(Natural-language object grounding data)
----

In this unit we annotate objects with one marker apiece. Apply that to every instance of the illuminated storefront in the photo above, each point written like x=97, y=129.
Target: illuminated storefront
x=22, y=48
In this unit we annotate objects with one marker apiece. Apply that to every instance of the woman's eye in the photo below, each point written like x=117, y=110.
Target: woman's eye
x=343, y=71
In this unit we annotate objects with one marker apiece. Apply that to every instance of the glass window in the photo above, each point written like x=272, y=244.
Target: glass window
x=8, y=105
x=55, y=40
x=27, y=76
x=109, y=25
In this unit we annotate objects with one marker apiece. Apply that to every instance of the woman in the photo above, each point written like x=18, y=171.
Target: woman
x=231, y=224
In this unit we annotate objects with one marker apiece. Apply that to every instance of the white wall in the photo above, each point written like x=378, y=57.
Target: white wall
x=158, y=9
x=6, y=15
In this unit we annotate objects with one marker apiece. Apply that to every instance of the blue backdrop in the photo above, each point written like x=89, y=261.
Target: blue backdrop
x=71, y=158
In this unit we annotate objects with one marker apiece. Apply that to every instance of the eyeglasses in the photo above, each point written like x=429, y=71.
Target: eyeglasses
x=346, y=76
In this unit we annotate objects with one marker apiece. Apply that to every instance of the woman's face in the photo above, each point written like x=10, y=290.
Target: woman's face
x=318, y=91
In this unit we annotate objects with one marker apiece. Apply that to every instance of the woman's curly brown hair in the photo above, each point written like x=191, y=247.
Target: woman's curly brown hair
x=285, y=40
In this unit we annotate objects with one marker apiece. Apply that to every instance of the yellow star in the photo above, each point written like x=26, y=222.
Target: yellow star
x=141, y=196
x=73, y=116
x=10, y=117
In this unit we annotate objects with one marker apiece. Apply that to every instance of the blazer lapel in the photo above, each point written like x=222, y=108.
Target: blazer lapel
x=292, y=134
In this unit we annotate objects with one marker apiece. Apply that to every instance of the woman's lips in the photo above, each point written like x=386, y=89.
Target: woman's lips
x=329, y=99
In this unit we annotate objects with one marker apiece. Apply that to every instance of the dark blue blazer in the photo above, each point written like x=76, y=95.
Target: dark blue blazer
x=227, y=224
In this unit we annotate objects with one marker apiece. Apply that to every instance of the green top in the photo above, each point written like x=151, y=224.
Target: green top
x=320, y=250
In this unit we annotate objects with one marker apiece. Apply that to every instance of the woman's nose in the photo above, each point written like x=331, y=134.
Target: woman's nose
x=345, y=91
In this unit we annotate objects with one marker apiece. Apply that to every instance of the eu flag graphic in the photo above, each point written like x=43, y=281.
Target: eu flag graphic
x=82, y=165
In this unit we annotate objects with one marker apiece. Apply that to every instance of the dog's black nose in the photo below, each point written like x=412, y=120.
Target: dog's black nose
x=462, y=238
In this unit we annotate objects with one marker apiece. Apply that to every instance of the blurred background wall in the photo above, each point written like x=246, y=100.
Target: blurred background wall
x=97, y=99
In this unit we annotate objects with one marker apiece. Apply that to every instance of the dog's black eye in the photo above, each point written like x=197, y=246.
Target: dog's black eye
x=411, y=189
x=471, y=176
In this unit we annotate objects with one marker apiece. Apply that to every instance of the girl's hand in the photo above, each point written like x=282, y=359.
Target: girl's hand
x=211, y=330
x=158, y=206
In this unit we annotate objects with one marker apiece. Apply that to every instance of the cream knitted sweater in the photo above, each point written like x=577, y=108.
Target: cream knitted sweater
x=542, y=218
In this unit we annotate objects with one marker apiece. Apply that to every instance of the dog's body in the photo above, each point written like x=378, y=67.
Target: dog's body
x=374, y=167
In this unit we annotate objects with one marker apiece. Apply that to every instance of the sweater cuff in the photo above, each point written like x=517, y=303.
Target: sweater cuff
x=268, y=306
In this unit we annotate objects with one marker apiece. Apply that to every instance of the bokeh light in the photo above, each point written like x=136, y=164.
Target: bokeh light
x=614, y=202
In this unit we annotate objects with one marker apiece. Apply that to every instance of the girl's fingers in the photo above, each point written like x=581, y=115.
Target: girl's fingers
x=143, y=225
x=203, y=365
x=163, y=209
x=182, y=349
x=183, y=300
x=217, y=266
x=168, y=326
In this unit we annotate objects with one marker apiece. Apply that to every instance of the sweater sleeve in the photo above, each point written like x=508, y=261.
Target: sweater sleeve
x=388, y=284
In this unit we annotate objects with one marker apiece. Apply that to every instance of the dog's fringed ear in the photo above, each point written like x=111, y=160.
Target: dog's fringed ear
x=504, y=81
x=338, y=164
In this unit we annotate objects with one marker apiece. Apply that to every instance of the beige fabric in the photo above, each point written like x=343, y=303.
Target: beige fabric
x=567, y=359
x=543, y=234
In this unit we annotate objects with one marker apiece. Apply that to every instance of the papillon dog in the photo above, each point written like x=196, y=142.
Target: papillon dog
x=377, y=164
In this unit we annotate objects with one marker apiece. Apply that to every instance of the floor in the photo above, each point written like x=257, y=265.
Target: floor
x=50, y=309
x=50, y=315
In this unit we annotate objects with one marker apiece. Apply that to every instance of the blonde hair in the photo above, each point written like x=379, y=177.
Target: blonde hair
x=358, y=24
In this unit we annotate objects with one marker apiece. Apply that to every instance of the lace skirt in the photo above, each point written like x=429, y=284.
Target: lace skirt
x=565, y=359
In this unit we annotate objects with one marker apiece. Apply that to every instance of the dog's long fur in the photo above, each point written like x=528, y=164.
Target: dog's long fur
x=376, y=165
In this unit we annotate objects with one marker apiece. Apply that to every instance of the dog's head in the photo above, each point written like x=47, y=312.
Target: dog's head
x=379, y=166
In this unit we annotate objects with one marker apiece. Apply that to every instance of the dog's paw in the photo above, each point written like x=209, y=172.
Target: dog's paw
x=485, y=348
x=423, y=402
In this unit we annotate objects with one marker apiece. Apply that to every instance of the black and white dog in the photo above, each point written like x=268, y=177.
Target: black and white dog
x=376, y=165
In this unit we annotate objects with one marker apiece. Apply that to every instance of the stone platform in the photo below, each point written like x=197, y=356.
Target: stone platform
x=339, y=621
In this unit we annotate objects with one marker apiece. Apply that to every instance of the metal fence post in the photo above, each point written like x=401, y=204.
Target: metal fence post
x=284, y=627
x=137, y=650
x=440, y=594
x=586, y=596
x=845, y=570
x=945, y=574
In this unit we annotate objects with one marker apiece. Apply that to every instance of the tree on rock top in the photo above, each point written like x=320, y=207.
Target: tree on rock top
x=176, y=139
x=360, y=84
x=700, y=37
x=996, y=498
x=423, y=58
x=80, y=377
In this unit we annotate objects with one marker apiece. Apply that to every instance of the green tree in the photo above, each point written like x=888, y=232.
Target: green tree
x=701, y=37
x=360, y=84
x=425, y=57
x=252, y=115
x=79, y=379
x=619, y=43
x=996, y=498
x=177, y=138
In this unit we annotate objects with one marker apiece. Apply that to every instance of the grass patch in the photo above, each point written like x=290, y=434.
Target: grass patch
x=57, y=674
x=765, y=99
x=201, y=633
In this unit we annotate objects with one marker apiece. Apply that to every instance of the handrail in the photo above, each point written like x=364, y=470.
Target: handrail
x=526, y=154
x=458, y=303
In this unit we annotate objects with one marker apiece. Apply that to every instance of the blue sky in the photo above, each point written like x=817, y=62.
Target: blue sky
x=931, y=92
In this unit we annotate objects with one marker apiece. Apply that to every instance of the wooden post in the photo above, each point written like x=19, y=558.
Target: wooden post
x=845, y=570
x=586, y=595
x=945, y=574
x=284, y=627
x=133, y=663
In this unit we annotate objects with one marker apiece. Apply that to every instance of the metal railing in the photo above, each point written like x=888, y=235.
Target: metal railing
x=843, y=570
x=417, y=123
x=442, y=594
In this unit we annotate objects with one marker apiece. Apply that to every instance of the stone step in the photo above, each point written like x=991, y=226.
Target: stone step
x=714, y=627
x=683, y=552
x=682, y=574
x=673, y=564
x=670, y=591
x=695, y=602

----

### What to produce
The required output is every line above from the one with "Target: papillon dog" down to the one with "like x=379, y=177.", restated word for word, ends included.

### Task response
Target: papillon dog
x=377, y=164
In this unit we annotate objects with one marker apiece. Apply that to every instance of the floor in the photo above, each point written like x=257, y=265.
Target: floor
x=50, y=309
x=50, y=315
In this unit we annotate objects with one marker apiece. Apply that to every instance of the blonde hair in the photo above, each point written like x=379, y=177.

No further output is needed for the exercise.